Document text:
%%

The latest offering, The 24-Hour War, tells the astonishing story of the racing rivalry between automakers Ford and Ferrari during the 1960s.

Ferrari was the most successful racing team in the world, winning consistently at LeMans. Ford, humiliated by GM’s Corvette on the race track and in the showroom, asked Ferrari to team up to beat GM. The negotiations eventually crashed, so Ford set out to build its own supercar: the legendary GT40. This story leads up to the 24-hour LeMans race between Ford and Ferrari, and the breathtaking history that takes us to the finish line.

The underdog tale has a universal appeal, and you don’t have to be a gear head to appreciate it.

“You don’t have to be into cars,” Adam says. “It’s a story. It doesn’t require preexisting knowledge. You don’t have to be a car guy. You just have to be into a good story.”

%%

Copy out the passage about the Ford and Ferrari racing rivalry word for word, from start to finish. None of the lines are needed here.

Source material:
%%

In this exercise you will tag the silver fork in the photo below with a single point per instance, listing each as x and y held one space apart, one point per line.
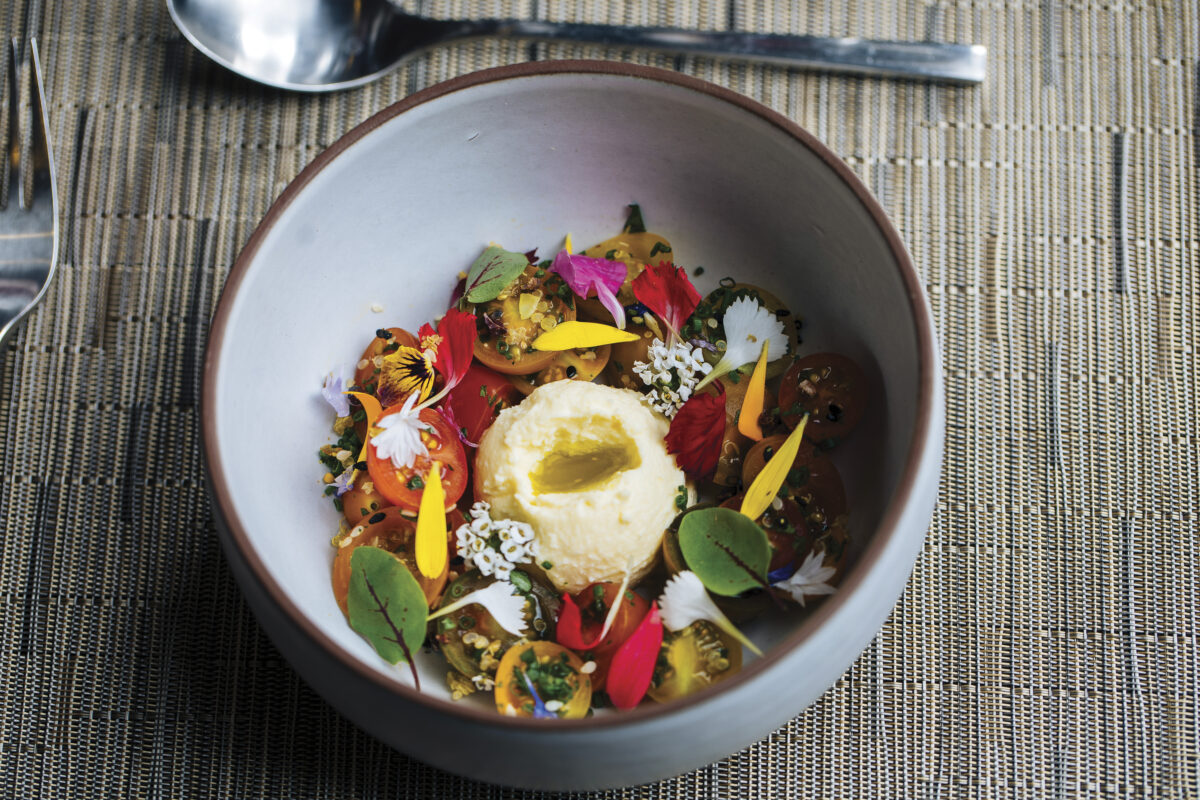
29 229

%%

Finished exercise:
The latest offering, The 24-Hour War, tells the astonishing story of the racing rivalry between automakers Ford and Ferrari during the 1960s.

Ferrari was the most successful racing team in the world, winning consistently at LeMans. Ford, humiliated by GM’s Corvette on the race track and in the showroom, asked Ferrari to team up to beat GM. The negotiations eventually crashed, so Ford set out to build its own supercar: the legendary GT40. This story leads up to the 24-hour LeMans race between Ford and Ferrari, and the breathtaking history that takes us to the finish line.

The underdog tale has a universal appeal, and you don’t have to be a gear head to appreciate it.

“You don’t have to be into cars,” Adam says. “It’s a story. It doesn’t require preexisting knowledge. You don’t have to be a car guy. You just have to be into a good story.”